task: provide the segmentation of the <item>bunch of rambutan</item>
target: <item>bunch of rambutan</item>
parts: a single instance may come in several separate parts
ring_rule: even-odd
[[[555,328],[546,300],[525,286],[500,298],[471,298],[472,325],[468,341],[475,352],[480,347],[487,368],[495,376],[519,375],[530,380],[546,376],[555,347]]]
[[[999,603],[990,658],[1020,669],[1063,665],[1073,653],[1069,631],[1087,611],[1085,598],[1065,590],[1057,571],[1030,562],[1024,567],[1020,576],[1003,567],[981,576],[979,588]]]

● Written request
Copy out the entries above with every "rambutan" swapped for "lychee", leaving everything else unchanged.

● Expected answer
task: provide the segmentation of the <item>bunch of lychee</item>
target: <item>bunch of lychee</item>
parts: a single instance may come in several separate parts
ring_rule: even-odd
[[[555,328],[546,300],[525,286],[500,298],[471,298],[472,325],[468,341],[475,352],[480,347],[487,368],[495,376],[519,375],[530,380],[546,376],[555,347]]]
[[[999,603],[990,658],[1020,669],[1063,665],[1073,653],[1069,631],[1087,611],[1085,598],[1065,590],[1057,571],[1030,562],[1024,567],[1020,576],[1003,567],[981,576],[979,588]]]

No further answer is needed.